General elections were held in Costa Rica on 2 December 1923. Former president Ricardo Jiménez Oreamuno of the Republican Party won the presidential election, whilst the party also won the parliamentary election, in which they received 51% of the vote. Voter turnout was 70% in the presidential election and 84% in the parliamentary election.

==Background==
The newly unified Agricultural Party selected its presidential nominee at a convention held at the Teatro El Trébol. The contest was between aristocrat, businessman, and former Secretary of Finance and Commerce Alberto Echandi Montero and former president Rafael Yglesias Castro, leader of the Civil Party prior to the 1917 coup. Echandi received 231 votes to Yglesias’s 123. However, Yglesias urged delegates to support Echandi, as he intended to retire from political life. Yglesias died the following year.

Within the reconstituted Republican Party, grassroots supporters sought to persuade former president Ricardo Jiménez Oreamuno, then a 64-year-old deputy who had served in Congress since 1921, to accept the presidential nomination. Initially reluctant, Jiménez eventually agreed, reportedly declaring, "You do not go with me; I go with you," and adding that "if the devil takes me, I am in good company."

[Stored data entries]

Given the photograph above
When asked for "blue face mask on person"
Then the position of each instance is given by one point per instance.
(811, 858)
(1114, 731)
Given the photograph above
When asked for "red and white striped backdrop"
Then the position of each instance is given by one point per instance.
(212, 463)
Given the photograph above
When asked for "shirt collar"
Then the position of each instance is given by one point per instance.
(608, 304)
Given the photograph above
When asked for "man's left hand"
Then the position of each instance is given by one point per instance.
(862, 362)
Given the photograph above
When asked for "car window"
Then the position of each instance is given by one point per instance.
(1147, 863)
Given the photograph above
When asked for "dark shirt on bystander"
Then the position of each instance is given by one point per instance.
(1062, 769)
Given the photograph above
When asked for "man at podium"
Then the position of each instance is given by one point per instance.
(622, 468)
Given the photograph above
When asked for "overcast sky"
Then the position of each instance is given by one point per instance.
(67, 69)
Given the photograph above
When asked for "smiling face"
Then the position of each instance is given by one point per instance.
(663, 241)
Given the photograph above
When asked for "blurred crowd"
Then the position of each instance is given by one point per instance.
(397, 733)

*WHAT TO WORK ON*.
- A) In the passage on the 1923 Costa Rican general elections, how many convention votes did Alberto Echandi Montero receive?
- B) Write a continuation of the passage on the 1923 Costa Rican general elections, picking up after its final sentence.
The stored data entries play no part in what is asked here.

*ANSWERS PROVIDED*.
- A) He received 231 votes.

- B)
A third political force emerged with the founding of the Reformist Party on 23 January 1923, led by former priest and military officer Jorge Volio Jiménez, who was also serving as a deputy. The party was conceived as an ideological political organization grounded in the Christian social doctrine associated with Cardinal Désiré-Joseph Mercier and influenced by British social and labor thought. It is often regarded as Costa Rica’s second explicitly ideological political party, after the Catholic Union, and has been described by historians as the country’s first "social" party due to its efforts to organize and mobilize popular sectors rather than relying primarily on traditional liberal elites.

==Campaign==
Both the republicans and the reformists directed much of their criticism toward the candidacy of Alberto Echandi Montero, whom they portrayed as a representative of the country’s most privileged social sectors and accused of having sympathized with the Tinoco regime (Tinoquismo). Echandi, in turn, focused his attacks on Jorge Volio Jiménez, alleging that Volio was politically aligned with Ricardo Jiménez Oreamuno and that the Reformist Party had been created as an electoral strategy intended to divide the Republican vote. Echandi also questioned the constitutionality of Volio’s candidacy, citing provisions of the 1871 Constitution that prohibited Catholic priests from serving as president, despite the fact that Volio had renounced the priesthood around 1915.

Because of Volio’s past participation in armed movements and his abandonment of clerical life, opponents compared him to figures such as Judas Iscariot, Martin Luther, and Pancho Villa. Nevertheless, Volio had previously collaborated closely with incumbent president Julio Acosta García during armed efforts to overthrow the Tinoco dictatorship in 1919, before later distancing himself politically from Acosta over policy disagreements.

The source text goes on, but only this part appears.